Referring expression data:
▽
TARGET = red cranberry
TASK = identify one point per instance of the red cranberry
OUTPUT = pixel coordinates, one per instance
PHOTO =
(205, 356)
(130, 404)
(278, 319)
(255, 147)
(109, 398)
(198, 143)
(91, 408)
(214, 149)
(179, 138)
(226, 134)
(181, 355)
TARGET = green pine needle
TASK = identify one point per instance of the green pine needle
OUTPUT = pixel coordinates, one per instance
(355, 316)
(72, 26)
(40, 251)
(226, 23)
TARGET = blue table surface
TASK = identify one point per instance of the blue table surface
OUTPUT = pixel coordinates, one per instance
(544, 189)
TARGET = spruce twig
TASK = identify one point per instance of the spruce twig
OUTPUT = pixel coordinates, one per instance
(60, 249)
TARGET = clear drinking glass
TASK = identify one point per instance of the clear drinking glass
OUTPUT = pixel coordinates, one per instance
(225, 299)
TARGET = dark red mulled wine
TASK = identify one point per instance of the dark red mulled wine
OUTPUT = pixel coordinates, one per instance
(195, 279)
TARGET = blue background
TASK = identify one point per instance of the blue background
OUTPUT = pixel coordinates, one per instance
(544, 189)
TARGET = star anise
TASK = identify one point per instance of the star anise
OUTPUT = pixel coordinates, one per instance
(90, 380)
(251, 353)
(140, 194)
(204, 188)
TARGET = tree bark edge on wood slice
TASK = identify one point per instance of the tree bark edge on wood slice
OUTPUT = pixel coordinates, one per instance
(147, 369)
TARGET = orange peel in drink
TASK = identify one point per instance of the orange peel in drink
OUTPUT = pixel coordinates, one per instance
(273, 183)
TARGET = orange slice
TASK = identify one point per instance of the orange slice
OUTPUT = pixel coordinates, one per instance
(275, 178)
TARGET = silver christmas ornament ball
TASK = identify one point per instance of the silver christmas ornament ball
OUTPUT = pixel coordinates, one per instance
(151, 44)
△
(Work request):
Write out, word for word, the lines from the one containing "TASK = identify one point per instance of the orange slice" through the end of the records, with no other lines.

(Exercise response):
TASK = identify one point per instance of the orange slice
OUTPUT = pixel coordinates, one per instance
(275, 178)
TARGET = silver christmas ornament ball
TASK = identify one point per instance of the silver christmas ornament ball
OUTPUT = pixel coordinates, one per instance
(151, 44)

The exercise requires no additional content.